Source records
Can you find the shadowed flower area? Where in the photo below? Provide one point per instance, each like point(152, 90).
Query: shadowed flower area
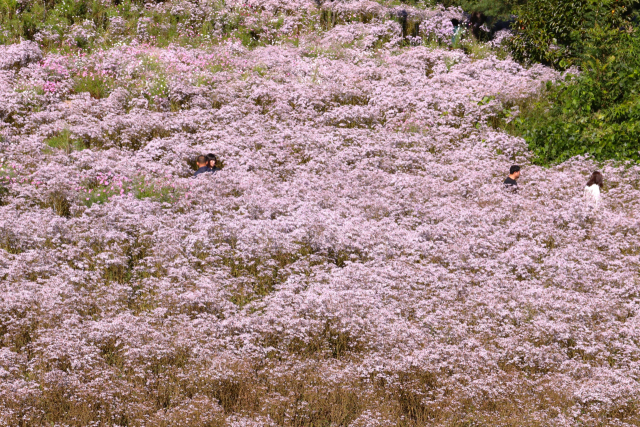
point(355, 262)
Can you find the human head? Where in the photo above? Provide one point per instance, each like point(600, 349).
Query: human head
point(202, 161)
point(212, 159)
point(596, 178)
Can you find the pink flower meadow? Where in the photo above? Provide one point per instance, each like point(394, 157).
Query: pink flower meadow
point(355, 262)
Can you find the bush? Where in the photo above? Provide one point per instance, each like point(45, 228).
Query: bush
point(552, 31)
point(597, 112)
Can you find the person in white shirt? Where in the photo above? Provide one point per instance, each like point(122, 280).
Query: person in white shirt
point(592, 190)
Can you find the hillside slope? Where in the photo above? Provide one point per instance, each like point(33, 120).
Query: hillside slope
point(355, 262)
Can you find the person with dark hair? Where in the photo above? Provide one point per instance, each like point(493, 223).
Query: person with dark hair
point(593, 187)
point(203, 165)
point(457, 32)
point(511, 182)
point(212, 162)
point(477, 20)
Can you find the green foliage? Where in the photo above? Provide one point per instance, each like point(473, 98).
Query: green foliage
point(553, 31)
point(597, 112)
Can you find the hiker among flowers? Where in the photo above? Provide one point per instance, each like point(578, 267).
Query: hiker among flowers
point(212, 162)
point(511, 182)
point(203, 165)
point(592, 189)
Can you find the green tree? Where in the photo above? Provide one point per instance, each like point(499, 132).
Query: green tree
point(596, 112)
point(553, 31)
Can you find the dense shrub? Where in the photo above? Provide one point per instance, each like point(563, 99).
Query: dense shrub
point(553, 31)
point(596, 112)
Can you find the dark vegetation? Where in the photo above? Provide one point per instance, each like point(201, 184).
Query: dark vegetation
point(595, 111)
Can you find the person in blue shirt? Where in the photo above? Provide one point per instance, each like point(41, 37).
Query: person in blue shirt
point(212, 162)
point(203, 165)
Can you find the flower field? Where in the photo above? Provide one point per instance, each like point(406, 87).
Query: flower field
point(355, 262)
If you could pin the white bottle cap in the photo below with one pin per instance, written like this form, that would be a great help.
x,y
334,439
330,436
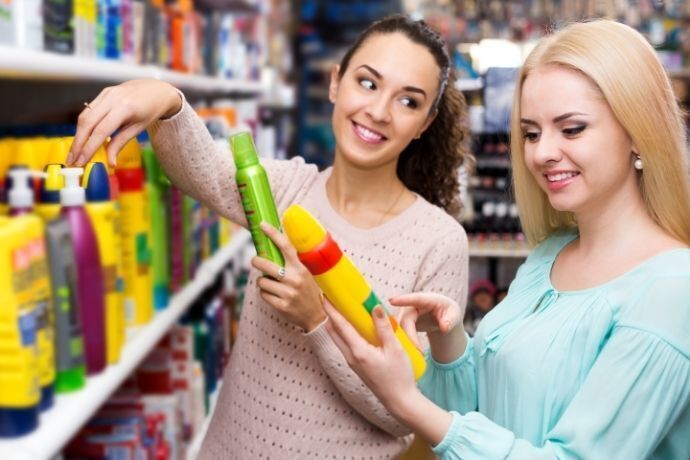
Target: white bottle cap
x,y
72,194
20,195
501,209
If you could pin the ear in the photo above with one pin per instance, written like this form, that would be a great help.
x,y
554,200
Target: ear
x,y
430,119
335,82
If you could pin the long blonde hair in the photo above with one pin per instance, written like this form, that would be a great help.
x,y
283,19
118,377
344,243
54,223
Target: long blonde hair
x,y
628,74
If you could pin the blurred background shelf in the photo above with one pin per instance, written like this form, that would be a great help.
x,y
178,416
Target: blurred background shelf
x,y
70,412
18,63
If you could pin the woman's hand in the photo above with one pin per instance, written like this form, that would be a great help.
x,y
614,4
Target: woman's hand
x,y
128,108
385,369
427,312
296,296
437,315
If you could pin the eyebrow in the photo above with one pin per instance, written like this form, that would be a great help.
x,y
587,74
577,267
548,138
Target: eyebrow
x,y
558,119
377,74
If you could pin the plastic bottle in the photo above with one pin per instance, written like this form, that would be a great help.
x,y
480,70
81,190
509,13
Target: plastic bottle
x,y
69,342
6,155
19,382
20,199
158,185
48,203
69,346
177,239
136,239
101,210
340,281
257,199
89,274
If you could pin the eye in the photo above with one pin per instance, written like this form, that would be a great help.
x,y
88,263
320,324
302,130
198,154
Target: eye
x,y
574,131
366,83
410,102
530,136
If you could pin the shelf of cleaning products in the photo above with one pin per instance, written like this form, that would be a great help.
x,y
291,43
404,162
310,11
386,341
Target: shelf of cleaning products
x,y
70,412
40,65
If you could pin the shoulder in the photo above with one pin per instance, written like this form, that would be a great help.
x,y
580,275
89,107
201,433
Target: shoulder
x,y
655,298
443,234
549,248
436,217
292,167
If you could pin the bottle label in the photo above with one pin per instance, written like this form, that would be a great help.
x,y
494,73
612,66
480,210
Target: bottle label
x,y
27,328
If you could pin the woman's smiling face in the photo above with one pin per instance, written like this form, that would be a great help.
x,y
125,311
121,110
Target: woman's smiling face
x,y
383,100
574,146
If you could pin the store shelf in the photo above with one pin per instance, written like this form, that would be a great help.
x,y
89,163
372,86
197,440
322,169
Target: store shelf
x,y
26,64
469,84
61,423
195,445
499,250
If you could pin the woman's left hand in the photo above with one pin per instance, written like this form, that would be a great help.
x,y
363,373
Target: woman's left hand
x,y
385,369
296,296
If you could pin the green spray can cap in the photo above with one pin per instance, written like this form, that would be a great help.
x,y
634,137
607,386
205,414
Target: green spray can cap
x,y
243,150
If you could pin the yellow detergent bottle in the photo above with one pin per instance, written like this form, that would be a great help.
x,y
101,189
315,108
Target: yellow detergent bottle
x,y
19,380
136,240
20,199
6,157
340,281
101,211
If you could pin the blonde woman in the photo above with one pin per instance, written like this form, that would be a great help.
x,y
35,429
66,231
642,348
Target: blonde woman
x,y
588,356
...
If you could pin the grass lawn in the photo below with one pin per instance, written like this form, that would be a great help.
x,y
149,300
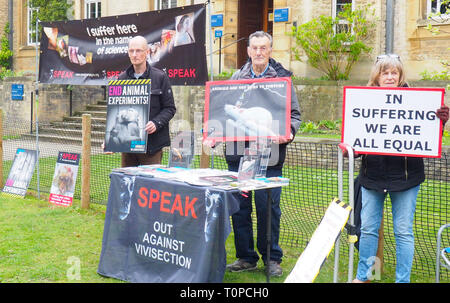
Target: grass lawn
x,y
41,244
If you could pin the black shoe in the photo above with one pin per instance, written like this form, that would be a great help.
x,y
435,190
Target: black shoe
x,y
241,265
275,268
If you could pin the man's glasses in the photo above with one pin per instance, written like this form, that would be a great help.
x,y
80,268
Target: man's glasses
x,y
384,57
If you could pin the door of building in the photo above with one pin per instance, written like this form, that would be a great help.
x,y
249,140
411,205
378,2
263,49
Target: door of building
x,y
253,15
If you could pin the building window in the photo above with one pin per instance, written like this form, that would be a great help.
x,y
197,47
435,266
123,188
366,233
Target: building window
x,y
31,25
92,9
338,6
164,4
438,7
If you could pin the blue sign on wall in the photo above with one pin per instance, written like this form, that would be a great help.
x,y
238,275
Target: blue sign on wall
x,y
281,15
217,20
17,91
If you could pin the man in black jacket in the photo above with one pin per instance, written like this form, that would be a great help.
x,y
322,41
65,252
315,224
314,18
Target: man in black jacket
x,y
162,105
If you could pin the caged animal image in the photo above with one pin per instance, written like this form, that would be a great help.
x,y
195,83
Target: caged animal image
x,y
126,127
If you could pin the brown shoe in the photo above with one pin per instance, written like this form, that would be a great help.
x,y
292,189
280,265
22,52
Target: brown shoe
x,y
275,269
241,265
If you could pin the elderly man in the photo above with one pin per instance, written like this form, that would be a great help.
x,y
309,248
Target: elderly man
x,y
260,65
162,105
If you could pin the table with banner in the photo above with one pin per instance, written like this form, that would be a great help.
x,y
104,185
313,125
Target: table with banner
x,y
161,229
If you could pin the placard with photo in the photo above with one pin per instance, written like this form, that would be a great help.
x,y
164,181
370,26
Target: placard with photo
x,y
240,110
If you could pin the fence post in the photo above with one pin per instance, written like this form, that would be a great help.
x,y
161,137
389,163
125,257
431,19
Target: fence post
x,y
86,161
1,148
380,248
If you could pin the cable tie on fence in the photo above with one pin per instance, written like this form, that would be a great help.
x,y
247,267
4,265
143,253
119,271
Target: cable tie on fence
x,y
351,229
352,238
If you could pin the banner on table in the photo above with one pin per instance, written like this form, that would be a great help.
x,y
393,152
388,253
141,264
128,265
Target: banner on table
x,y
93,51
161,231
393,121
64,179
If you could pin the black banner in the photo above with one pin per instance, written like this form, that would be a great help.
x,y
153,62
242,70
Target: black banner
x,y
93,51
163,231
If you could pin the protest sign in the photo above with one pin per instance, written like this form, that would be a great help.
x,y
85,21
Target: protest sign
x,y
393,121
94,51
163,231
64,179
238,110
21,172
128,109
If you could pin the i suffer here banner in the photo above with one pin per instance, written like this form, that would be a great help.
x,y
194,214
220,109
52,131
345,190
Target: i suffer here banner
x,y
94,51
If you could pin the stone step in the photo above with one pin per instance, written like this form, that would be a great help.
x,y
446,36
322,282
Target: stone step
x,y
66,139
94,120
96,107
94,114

WORK REQUEST:
Once the line with "Can you find the shadowed" is found above, print it and every line after it through the line with "Can you find the green tree?", exactly. Pictures stay out.

YOUR SOLUTION:
Can you find the shadowed flower area? Where in the photo below? Provide one point per instance, each like point(152, 90).
Query: shadowed flower area
point(355, 262)
Can you find the human head? Where in the photo above? Provide one point per instance, each like point(600, 349).
Query: human head
point(202, 161)
point(212, 159)
point(596, 178)
Can you find the pink flower meadow? Where in the photo above? Provide one point per instance, each like point(394, 157).
Query: pink flower meadow
point(355, 262)
Can you find the bush? Where in the photo above? Provide one point per instance, each like point(45, 228).
Query: bush
point(552, 31)
point(597, 112)
Can you find the person in white shirt? Where in the photo above? Provide one point per instance, each like point(122, 280).
Query: person in white shirt
point(592, 190)
Can you find the hillside slope? Where in the photo above? Provide one point per instance, each like point(33, 120).
Query: hillside slope
point(355, 262)
Can you find the person with dark hair? Where in the photo above? Provide one point per instance, each like point(493, 223).
Query: person with dark hair
point(593, 187)
point(203, 165)
point(457, 32)
point(511, 182)
point(212, 162)
point(477, 20)
Can you find the green foliage? Where in the photo above? Provide one point per instance, each like point(473, 98).
Query: green foliage
point(553, 31)
point(597, 112)
Can you find the hiker among flowers? Where in the photo above? Provide one point per instance, each like point(578, 267).
Query: hiker among flowers
point(212, 162)
point(511, 182)
point(203, 165)
point(592, 189)
Can you find the green tree? Where in the photo above? Provide one point per instance, each like point(499, 132).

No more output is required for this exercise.